How many of the lines below contain the string "banner"? Reply with the number alone.

**Information given:**
--- BEGIN ---

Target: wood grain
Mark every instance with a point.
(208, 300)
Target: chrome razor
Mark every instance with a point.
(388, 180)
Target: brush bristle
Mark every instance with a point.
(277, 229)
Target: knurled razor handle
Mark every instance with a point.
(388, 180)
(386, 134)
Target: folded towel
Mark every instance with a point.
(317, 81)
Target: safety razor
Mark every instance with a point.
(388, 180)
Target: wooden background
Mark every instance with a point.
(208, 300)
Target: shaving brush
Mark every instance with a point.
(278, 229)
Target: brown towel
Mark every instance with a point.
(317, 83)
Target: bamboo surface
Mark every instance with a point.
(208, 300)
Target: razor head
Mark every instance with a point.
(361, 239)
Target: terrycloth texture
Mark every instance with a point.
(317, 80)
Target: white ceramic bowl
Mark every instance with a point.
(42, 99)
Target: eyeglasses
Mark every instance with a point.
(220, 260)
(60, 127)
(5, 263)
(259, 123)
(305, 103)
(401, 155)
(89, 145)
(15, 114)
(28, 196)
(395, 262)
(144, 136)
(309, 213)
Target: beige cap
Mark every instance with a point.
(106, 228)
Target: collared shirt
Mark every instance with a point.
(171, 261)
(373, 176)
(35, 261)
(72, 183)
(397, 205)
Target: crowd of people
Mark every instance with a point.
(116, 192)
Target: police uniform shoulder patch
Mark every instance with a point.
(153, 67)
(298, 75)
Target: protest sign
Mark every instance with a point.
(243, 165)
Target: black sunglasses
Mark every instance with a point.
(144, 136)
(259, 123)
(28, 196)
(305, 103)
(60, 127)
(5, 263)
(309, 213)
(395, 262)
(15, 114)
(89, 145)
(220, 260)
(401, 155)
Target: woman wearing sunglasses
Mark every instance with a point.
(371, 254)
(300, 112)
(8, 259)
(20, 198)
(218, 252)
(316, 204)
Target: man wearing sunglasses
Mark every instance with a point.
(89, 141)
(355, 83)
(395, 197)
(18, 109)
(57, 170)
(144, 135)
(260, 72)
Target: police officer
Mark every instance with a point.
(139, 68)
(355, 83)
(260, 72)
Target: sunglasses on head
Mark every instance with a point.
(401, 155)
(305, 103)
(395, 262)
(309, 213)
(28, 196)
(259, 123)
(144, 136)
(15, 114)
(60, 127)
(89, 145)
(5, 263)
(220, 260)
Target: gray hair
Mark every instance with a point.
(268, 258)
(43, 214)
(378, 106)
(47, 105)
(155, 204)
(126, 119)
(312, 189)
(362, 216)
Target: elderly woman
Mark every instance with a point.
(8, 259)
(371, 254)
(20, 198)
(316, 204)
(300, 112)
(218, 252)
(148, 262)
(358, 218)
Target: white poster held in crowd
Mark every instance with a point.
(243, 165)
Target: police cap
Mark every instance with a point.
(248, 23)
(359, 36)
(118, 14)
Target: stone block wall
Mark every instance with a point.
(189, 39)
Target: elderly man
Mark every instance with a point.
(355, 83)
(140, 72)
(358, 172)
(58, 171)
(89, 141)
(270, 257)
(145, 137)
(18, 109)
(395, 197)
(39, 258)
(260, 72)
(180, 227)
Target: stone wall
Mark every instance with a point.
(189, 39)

--- END ---
--- BEGIN ---

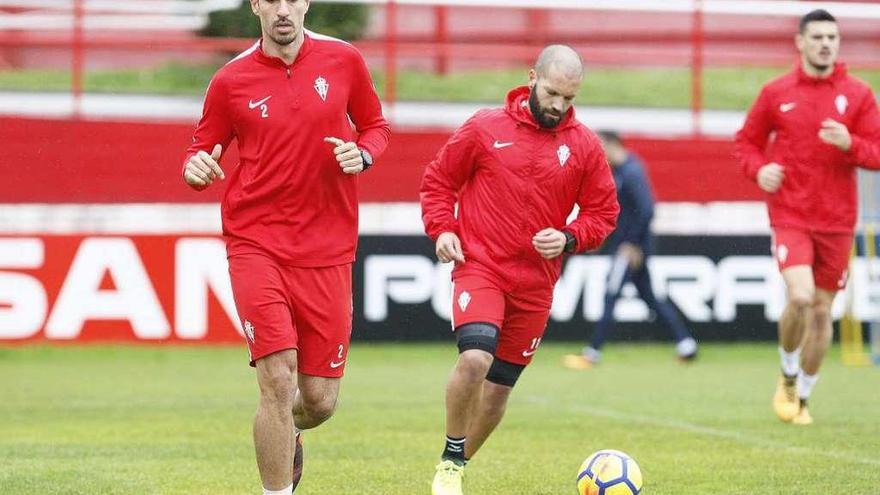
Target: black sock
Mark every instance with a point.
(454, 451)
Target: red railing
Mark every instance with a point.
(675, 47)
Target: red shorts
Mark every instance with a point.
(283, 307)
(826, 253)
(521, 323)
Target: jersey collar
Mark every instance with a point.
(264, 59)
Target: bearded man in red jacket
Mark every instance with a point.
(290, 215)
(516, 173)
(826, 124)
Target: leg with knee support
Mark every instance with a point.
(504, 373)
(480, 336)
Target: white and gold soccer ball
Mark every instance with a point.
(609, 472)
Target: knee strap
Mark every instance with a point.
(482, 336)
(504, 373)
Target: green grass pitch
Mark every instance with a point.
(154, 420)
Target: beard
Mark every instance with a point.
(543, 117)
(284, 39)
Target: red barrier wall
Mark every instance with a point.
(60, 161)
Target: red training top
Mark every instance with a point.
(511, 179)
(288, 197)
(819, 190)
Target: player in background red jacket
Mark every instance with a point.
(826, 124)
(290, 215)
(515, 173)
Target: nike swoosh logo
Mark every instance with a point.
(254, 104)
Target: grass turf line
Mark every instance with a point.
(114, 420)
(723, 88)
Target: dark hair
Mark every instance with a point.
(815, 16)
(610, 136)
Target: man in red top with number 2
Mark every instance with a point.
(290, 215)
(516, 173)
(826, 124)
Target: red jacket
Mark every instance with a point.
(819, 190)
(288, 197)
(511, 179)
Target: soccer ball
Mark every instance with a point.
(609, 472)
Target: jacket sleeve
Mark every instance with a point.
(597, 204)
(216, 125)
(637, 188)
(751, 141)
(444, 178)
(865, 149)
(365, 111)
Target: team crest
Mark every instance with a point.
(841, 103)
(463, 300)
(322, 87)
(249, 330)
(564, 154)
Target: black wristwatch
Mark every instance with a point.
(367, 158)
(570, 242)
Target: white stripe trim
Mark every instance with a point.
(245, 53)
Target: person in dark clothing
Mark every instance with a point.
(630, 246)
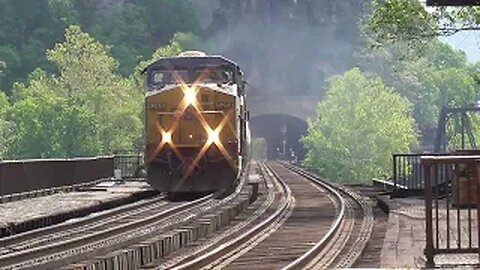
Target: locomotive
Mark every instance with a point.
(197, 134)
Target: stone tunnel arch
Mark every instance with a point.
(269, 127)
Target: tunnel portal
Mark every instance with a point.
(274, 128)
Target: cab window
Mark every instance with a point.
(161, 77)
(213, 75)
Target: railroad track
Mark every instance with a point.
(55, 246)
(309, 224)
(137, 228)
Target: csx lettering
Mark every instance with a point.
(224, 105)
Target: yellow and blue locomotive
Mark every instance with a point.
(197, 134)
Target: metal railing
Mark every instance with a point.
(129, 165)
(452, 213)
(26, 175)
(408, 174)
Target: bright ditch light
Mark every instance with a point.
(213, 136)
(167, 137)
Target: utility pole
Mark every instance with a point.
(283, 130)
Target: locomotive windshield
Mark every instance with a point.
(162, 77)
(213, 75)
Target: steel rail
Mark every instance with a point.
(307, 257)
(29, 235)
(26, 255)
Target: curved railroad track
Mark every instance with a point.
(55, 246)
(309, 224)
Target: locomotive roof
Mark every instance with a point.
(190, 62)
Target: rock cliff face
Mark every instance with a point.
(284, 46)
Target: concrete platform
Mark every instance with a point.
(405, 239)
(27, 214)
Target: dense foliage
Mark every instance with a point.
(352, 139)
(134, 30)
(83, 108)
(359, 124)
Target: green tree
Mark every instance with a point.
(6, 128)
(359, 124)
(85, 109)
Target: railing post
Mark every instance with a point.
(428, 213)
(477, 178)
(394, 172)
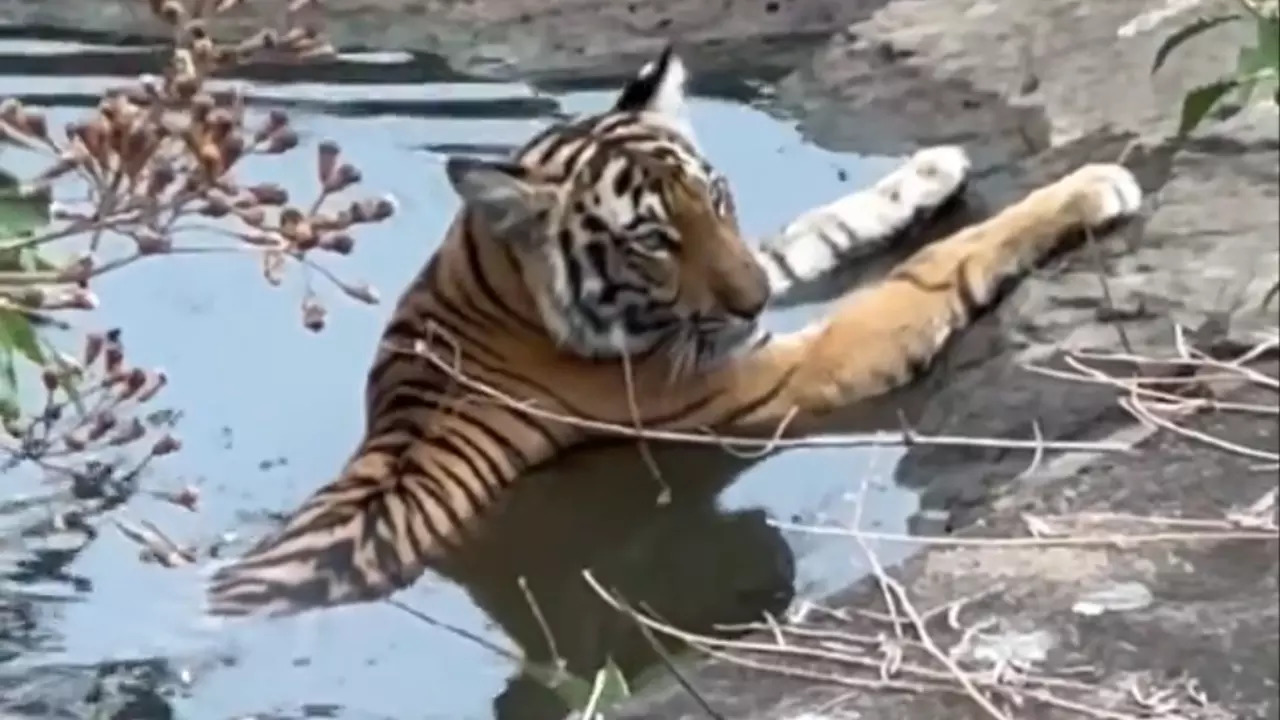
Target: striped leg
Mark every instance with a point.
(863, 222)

--- END ---
--- BEGIN ---

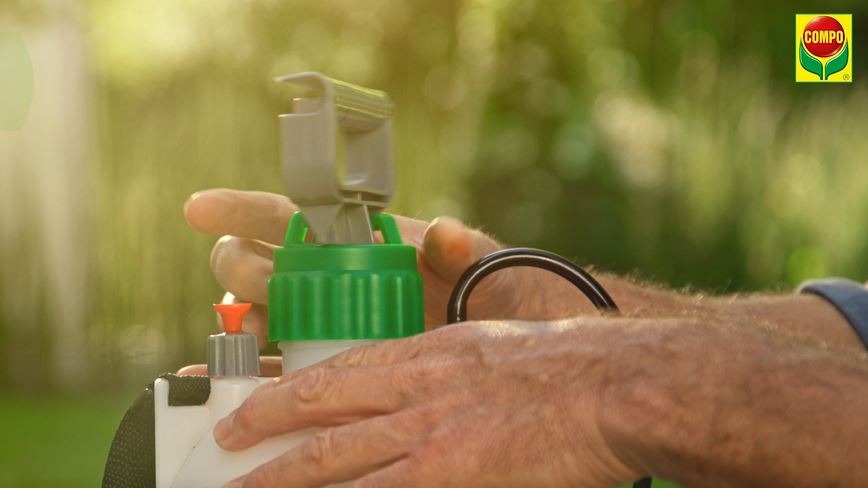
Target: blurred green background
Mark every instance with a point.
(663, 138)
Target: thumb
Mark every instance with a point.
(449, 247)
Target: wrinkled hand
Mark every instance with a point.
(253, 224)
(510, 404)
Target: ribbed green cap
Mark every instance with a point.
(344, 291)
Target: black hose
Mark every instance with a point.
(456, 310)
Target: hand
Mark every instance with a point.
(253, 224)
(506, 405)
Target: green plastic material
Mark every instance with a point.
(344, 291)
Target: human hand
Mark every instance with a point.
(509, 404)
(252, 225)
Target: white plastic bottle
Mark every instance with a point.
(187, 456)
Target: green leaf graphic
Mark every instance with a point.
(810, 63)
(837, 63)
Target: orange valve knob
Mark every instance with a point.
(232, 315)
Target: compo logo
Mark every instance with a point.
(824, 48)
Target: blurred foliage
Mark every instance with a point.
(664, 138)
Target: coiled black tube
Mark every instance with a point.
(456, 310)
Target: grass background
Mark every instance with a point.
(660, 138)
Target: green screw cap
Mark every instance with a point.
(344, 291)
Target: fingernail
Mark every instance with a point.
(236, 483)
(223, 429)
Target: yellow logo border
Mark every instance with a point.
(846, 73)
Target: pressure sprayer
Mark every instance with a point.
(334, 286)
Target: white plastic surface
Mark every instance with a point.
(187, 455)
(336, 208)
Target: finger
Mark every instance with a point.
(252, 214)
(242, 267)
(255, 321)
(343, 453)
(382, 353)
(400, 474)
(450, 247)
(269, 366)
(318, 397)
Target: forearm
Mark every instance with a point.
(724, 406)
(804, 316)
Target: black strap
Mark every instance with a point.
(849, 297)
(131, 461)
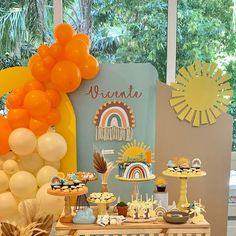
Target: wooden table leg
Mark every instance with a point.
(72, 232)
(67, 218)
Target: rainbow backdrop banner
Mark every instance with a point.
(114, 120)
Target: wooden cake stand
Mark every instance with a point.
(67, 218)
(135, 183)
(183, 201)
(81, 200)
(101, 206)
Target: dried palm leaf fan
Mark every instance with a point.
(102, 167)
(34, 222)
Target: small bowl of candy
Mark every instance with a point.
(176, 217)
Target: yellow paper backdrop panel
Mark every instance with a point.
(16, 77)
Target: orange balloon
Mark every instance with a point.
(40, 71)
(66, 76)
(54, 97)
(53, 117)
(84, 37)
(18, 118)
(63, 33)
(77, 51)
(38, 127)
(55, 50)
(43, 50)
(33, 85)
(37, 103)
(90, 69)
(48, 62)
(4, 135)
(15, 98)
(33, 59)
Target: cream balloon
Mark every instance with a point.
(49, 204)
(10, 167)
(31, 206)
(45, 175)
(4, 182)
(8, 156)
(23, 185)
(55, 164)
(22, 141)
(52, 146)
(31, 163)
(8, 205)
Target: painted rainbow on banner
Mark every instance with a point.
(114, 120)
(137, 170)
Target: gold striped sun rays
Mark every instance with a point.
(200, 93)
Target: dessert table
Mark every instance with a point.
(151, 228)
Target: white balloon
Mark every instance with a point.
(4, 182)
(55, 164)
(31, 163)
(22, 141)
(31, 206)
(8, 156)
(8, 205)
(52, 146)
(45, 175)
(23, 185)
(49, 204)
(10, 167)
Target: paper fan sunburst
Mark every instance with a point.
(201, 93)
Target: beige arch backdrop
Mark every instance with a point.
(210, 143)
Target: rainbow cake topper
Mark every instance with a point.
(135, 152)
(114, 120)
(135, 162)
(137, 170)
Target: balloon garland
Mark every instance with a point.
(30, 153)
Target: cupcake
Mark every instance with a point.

--- END ---

**Response to this task:**
2